• _Required work_
Reproduce every line of the items below without changing anything, but leave out the pictures.

━━━ Recorded data

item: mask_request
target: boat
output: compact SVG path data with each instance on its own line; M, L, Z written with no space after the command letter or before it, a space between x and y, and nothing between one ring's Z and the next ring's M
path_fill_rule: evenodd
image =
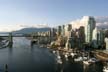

━━━━━━

• _Task response_
item: mask_request
target: boat
output: compact SVG path data with each instance on its own line; M, L, Z written with no space after the command letter or before it, a space between x and y, and nothing between one ring's Z and the next ring's M
path_fill_rule: evenodd
image =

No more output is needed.